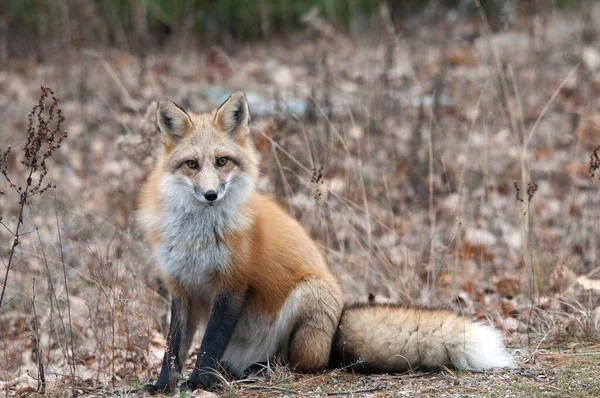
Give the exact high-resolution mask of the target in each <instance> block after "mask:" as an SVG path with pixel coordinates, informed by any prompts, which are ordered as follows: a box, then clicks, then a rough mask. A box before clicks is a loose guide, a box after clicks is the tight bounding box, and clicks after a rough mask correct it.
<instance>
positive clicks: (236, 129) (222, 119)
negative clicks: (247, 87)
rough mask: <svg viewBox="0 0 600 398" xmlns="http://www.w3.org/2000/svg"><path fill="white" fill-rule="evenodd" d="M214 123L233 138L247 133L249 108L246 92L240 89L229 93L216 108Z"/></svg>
mask: <svg viewBox="0 0 600 398" xmlns="http://www.w3.org/2000/svg"><path fill="white" fill-rule="evenodd" d="M214 123H215V125H216V126H217V127H218V128H219V129H221V130H223V131H224V132H226V133H227V134H229V135H231V136H232V137H233V138H237V137H239V136H241V135H246V134H248V133H249V130H248V127H249V125H250V109H249V108H248V101H247V100H246V94H244V92H243V91H241V90H240V91H236V92H235V93H233V94H231V95H230V96H229V98H227V99H226V100H225V102H223V103H222V104H221V106H220V107H219V109H217V113H216V114H215V120H214Z"/></svg>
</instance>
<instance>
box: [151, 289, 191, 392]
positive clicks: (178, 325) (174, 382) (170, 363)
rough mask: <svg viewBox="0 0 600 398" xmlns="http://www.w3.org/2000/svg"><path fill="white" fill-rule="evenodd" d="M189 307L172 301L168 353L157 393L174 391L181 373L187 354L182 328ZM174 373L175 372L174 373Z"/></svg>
mask: <svg viewBox="0 0 600 398" xmlns="http://www.w3.org/2000/svg"><path fill="white" fill-rule="evenodd" d="M187 315H188V314H187V306H186V305H185V304H183V305H182V303H181V301H180V300H178V299H175V298H174V299H172V300H171V325H170V326H169V336H168V337H167V351H166V352H165V356H164V357H163V364H162V368H161V370H160V376H158V381H157V382H156V384H155V385H154V390H155V391H156V392H167V391H174V390H175V387H176V384H177V377H178V376H179V374H180V373H181V368H182V363H183V361H184V360H185V358H184V357H185V353H181V352H180V351H181V340H182V328H183V327H185V326H184V325H186V323H187ZM173 371H174V372H173Z"/></svg>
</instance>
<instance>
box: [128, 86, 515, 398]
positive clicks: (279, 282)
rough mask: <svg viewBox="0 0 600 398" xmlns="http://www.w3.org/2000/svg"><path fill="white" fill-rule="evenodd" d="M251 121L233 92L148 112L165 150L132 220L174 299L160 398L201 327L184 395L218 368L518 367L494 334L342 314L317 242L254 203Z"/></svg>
mask: <svg viewBox="0 0 600 398" xmlns="http://www.w3.org/2000/svg"><path fill="white" fill-rule="evenodd" d="M249 122H250V112H249V108H248V102H247V100H246V96H245V94H244V93H243V92H241V91H237V92H235V93H233V94H231V96H230V97H229V98H228V99H227V100H226V101H225V102H224V103H223V104H222V105H221V106H220V107H219V108H218V109H217V110H216V111H213V112H212V113H211V114H203V115H197V114H193V113H191V112H186V111H185V110H183V109H182V108H180V107H179V106H177V105H176V104H175V103H173V102H172V101H170V100H167V99H163V100H160V101H159V102H158V105H157V107H156V124H157V127H158V131H159V132H160V137H161V139H162V144H163V150H162V154H161V155H160V157H159V159H158V161H157V163H156V166H155V167H154V169H153V171H152V173H151V174H150V176H149V178H148V181H147V182H146V183H145V185H144V186H143V188H142V192H141V195H140V204H139V221H140V224H141V226H142V229H143V231H144V232H145V234H146V235H147V237H148V238H149V240H150V241H151V243H152V244H153V247H154V250H155V253H156V256H157V258H158V263H159V265H160V271H161V274H162V278H163V280H164V282H165V284H166V286H167V287H168V290H169V292H170V295H171V300H172V301H171V324H170V327H169V334H168V338H167V350H166V352H165V355H164V359H163V364H162V369H161V372H160V375H159V378H158V381H157V382H156V384H155V385H154V387H153V388H154V390H156V391H167V390H170V391H173V390H174V389H175V387H176V383H177V380H178V379H179V377H180V374H181V371H182V367H183V364H184V363H185V358H186V357H187V354H188V350H189V348H190V342H191V340H192V338H193V336H194V333H195V331H196V328H197V326H198V324H199V323H200V322H203V323H204V324H205V325H206V330H205V333H204V337H203V339H202V344H201V347H200V351H199V353H198V357H197V360H196V365H195V367H194V369H193V371H192V373H191V375H190V376H189V378H188V380H187V382H186V384H185V387H187V388H191V389H196V388H204V389H209V388H211V386H212V385H213V384H214V383H215V381H216V377H217V376H216V373H215V372H216V370H221V369H224V370H226V371H227V372H228V373H229V374H231V375H232V376H233V377H242V376H243V375H244V374H245V372H246V371H247V370H248V369H250V368H251V367H252V366H253V365H256V364H261V363H266V362H267V361H269V360H272V359H273V358H275V357H277V358H281V359H282V360H284V361H286V363H289V364H290V365H291V366H292V367H293V368H294V369H296V370H298V371H300V372H317V371H321V370H324V369H327V368H330V367H337V366H349V365H351V364H354V366H355V367H354V369H356V370H359V371H365V372H400V371H403V370H406V369H410V368H416V367H421V368H434V367H440V366H454V367H457V368H462V369H472V370H482V369H489V368H494V367H512V366H514V361H513V359H512V357H511V355H510V354H509V353H508V352H507V351H506V350H505V348H504V345H503V343H502V338H501V334H500V333H499V332H498V331H497V330H496V329H494V328H493V327H491V326H488V325H484V324H481V323H474V322H471V321H469V320H468V319H466V318H463V317H461V316H458V315H455V314H453V313H452V312H449V311H444V310H428V309H424V308H407V307H403V306H400V305H393V304H381V305H377V304H374V305H353V306H347V307H345V308H344V302H343V297H342V292H341V289H340V286H339V284H338V281H337V280H336V278H335V277H334V276H333V274H332V273H331V272H330V271H329V269H328V266H327V264H326V263H325V260H324V258H323V256H322V254H321V253H320V251H319V249H318V248H317V246H316V244H315V243H314V242H313V240H312V239H311V238H310V237H309V236H308V234H307V233H306V232H305V231H304V230H303V228H302V227H301V226H300V224H298V223H297V222H296V221H295V220H294V219H292V218H291V217H290V216H289V215H288V214H286V213H285V212H284V211H283V210H282V209H281V208H280V207H279V206H278V205H277V204H275V203H274V202H273V201H272V200H270V199H268V198H267V197H265V196H263V195H261V194H260V193H258V192H256V190H255V185H256V182H257V179H258V175H259V171H258V155H257V152H256V151H255V149H254V147H253V143H252V141H251V138H250V128H249Z"/></svg>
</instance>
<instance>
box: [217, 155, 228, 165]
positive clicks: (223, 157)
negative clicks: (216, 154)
mask: <svg viewBox="0 0 600 398" xmlns="http://www.w3.org/2000/svg"><path fill="white" fill-rule="evenodd" d="M227 163H229V158H226V157H225V156H223V157H221V158H219V159H217V166H219V167H223V166H225V165H226V164H227Z"/></svg>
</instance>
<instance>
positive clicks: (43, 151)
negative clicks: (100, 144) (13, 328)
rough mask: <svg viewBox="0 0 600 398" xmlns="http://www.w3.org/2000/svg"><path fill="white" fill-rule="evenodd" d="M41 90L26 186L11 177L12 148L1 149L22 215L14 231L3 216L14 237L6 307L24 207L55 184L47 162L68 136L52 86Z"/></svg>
mask: <svg viewBox="0 0 600 398" xmlns="http://www.w3.org/2000/svg"><path fill="white" fill-rule="evenodd" d="M41 90H42V92H41V94H40V97H39V100H38V103H37V104H36V105H34V106H33V108H32V109H31V112H30V113H29V116H28V119H29V124H28V126H27V142H26V143H25V145H24V146H23V155H24V158H23V160H22V161H21V163H22V164H23V165H25V167H27V179H26V180H25V183H24V185H20V184H19V183H17V182H15V180H14V178H11V177H10V176H9V170H8V157H9V155H10V152H11V147H10V146H9V147H8V148H7V149H6V150H0V173H1V174H2V175H3V176H4V178H5V179H6V181H7V182H8V184H9V186H10V187H11V188H12V189H14V190H15V192H16V193H17V194H18V195H19V217H18V220H17V225H16V227H15V228H14V231H13V230H12V229H10V228H8V227H7V226H6V225H5V224H4V223H2V218H1V217H0V223H2V226H4V228H6V230H8V232H9V233H10V234H11V235H12V236H13V243H12V246H11V250H10V255H9V257H8V263H7V264H4V266H5V268H6V271H5V273H4V282H3V284H2V293H1V295H0V308H2V302H3V300H4V294H5V292H6V286H7V283H8V275H9V273H10V270H11V269H12V268H13V267H14V265H13V259H14V254H15V250H16V248H17V246H18V245H19V243H20V240H19V238H20V236H21V231H20V228H21V225H23V210H24V209H25V206H26V205H28V204H30V203H31V198H33V197H34V196H36V195H41V194H43V193H44V192H45V191H46V190H48V189H49V188H54V187H55V186H54V185H53V184H51V183H48V184H46V185H43V184H44V178H45V177H46V175H47V174H48V163H47V162H48V159H50V157H51V156H52V154H54V152H55V151H56V150H57V149H58V148H60V145H61V143H62V141H63V140H64V139H65V138H66V137H67V131H66V130H62V129H61V127H62V124H63V122H64V121H65V118H64V116H63V114H62V110H61V109H60V108H59V106H58V97H57V96H56V94H54V91H52V89H51V88H50V87H48V86H41ZM47 102H50V106H47ZM35 179H37V182H34V180H35Z"/></svg>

● **Brief**: All lines of the listing that contain the word "positive" should be copied out.

● **Solution for this exercise**:
positive clicks: (236, 129) (222, 119)
positive clicks: (178, 325) (174, 382) (170, 363)
positive clicks: (279, 282)
positive clicks: (223, 157)
positive clicks: (43, 151)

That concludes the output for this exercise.